> [Text segment]
Posted: Sun Mar 20, 2005 7:29 am    Post subject: Re: How much current does an LED take? Reply with quote

In article <423962ee$1@news.starhub.net.sg>, Sea Squid wrote:
Quote:

"Active8" <reply2group@ndbbm.net> wrote in message
news:95w78i1wjhys$.dlg@ID-222894.news.individual.net...
On Thu, 17 Mar 2005 15:00:59 +0800, Sea Squid wrote:

I found PP is unable to drive such LEDs, which needs 20mA, but what is
the
converter chip I shall order?

It is? I thought PP used TTL outs. You should be able to drive an
LED through a current limiting resistor. Is it backwards? Does the
printer still work? Can you light the LED with a battery or whatever
and a resistor? Are you sure VB and your OS will let you write the
port? What is the Vf of your particular LED?


It is the convention to cascade an LED with a resister. PP can only provide
approximately
1mA current. This current is insufficient to drive an LED,

I know LEDs that glow almost bright enough to put a spot in your eyes,
although these are high-brightness high-efficiency LEDs whose
efficiencies are favored by low currents.

I have in mind two green models by Nichia:

NSPG520S - a green one in a 5 mm package with a nominal beamwidth
("viewing angle") I believe 45 degrees - the widest really common viewing
angle in a 5 mm round-tip "bullet" non-diffused package. Should be almost
"nice-and-bright" at .125 mA, although I have experienced an
"unreliability" at currents this low that is mostly just a significant
variation in brightness from one unit or one lot to another when the
current is so low.

> [Excerpted records]

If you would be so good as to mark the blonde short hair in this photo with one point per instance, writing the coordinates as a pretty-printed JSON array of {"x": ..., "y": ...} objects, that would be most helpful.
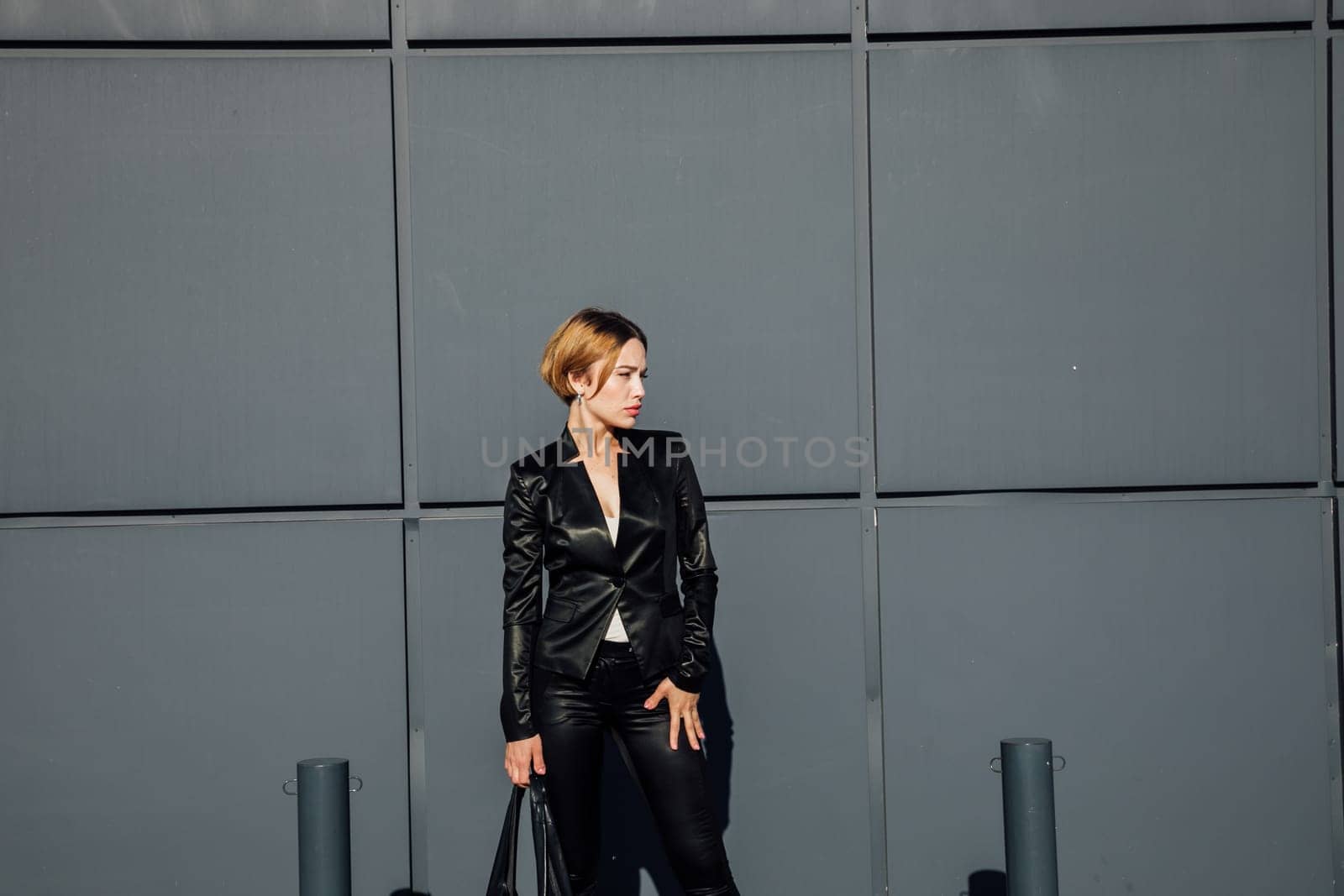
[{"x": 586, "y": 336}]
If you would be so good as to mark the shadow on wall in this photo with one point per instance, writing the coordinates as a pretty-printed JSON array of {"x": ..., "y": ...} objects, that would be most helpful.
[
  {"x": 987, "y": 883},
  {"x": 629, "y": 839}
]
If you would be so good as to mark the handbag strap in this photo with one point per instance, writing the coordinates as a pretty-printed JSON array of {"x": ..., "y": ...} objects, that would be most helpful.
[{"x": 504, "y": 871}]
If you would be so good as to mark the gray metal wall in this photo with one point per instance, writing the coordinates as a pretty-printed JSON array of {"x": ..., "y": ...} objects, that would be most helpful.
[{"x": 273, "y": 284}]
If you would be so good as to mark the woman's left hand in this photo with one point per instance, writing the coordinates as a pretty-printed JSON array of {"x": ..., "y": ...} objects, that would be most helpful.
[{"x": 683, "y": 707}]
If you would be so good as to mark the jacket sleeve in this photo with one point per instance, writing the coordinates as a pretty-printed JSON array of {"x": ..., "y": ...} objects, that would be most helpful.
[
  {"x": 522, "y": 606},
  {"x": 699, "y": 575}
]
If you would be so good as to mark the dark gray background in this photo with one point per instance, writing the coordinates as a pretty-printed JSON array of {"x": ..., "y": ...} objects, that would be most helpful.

> [To do]
- a) Answer these questions from the forum post about LED current, each on its own line:
(i) About how much current does the post say PP can provide?
(ii) Which company makes the two green LED models the post mentions?
(iii) What package size is given for the NSPG520S?
- b) Quote the forum post about LED current from "It is? I thought" to "by low currents.".

> [Exercise responses]
- a)
(i) Approximately 1mA.
(ii) Nichia.
(iii) 5 mm.

- b)
It is? I thought PP used TTL outs. You should be able to drive an
LED through a current limiting resistor. Is it backwards? Does the
printer still work? Can you light the LED with a battery or whatever
and a resistor? Are you sure VB and your OS will let you write the
port? What is the Vf of your particular LED?


It is the convention to cascade an LED with a resister. PP can only provide
approximately
1mA current. This current is insufficient to drive an LED,

I know LEDs that glow almost bright enough to put a spot in your eyes,
although these are high-brightness high-efficiency LEDs whose
efficiencies are favored by low currents.